Request: Rewrite every line of the data from the line with "Where can the stone pillar" up to and including the line with "point(79, 289)", adding -146 to both numbers of each answer point's coordinates and leaving everything else as it is.

(Lines of data)

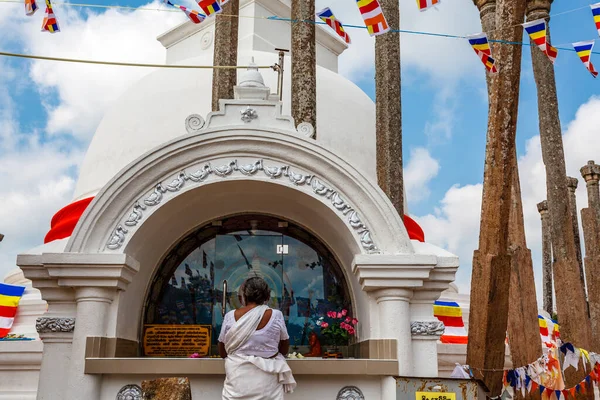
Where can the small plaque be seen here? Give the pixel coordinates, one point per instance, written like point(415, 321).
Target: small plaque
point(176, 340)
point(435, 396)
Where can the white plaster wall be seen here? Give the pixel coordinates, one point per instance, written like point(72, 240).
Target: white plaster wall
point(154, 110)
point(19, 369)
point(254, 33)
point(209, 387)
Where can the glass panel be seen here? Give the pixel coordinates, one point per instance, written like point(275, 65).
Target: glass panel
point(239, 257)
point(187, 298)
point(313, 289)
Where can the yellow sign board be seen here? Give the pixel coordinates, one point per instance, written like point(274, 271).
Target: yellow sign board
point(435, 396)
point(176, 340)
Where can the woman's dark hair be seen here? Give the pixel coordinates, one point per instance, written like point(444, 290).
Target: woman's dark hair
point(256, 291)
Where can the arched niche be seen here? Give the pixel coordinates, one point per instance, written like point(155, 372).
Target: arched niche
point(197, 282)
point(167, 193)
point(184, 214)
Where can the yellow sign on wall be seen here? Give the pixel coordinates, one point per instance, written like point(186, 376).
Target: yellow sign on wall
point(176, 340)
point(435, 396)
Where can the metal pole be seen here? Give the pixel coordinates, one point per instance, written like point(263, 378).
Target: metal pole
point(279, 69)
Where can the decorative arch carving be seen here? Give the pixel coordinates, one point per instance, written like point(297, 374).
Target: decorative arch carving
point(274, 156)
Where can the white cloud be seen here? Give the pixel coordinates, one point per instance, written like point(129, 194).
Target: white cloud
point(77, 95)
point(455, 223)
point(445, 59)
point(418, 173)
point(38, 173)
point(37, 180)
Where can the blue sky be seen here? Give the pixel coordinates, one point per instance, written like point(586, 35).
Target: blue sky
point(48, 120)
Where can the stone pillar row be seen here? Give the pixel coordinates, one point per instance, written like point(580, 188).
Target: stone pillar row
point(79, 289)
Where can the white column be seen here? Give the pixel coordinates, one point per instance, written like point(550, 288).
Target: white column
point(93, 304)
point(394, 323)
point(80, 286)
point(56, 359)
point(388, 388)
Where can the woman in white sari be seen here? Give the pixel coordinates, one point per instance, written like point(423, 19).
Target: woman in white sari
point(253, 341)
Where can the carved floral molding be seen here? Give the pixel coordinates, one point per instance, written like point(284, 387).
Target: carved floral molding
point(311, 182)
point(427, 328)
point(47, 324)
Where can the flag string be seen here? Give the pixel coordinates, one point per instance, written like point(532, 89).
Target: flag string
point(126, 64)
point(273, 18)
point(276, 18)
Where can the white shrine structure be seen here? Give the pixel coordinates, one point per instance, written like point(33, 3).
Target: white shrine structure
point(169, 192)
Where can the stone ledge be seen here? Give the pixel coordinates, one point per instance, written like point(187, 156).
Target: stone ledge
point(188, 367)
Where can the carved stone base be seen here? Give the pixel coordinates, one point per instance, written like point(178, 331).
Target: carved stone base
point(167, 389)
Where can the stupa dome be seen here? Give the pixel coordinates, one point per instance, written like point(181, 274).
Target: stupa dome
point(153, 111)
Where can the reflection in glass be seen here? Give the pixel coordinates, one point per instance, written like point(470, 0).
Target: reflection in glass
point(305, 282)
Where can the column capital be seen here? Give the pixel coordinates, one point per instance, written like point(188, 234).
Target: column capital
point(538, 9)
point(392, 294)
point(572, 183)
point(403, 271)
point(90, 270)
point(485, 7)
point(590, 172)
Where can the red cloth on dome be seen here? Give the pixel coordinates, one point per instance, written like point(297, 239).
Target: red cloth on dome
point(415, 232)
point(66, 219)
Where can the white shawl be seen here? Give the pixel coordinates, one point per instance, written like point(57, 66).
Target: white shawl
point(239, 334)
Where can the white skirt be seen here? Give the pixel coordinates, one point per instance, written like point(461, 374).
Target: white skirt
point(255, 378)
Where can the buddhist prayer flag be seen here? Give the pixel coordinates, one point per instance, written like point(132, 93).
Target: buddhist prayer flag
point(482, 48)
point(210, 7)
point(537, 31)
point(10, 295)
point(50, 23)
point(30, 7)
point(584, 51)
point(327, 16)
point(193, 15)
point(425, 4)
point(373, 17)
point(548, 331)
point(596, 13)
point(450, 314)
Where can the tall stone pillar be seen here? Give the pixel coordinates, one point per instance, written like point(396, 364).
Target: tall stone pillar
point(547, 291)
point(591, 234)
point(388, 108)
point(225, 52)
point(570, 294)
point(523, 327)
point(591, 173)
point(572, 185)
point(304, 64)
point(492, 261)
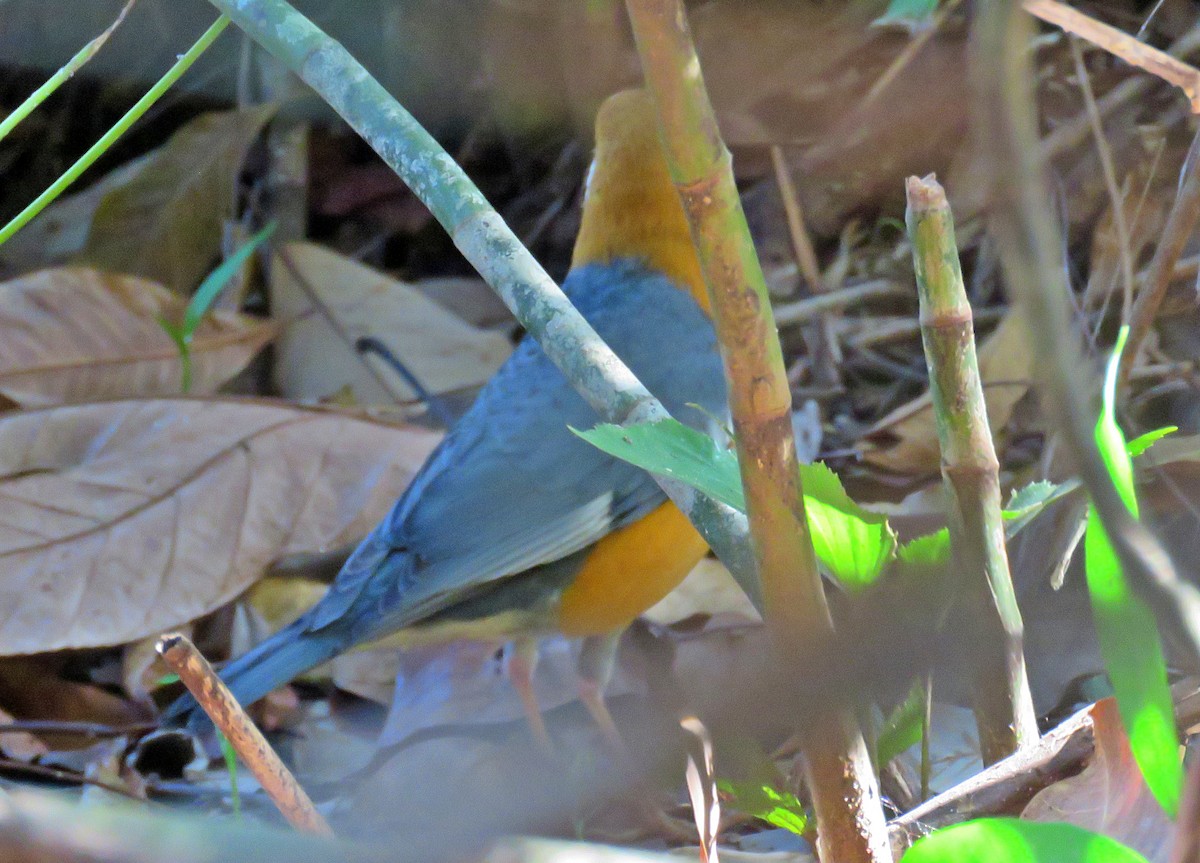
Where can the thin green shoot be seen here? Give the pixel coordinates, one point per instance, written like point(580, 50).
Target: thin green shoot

Solved problem:
Where can the stone pillar row be seen here? Give the pixel coordinates, one point per instance, written like point(580, 188).
Target: stone pillar row
point(-67, 143)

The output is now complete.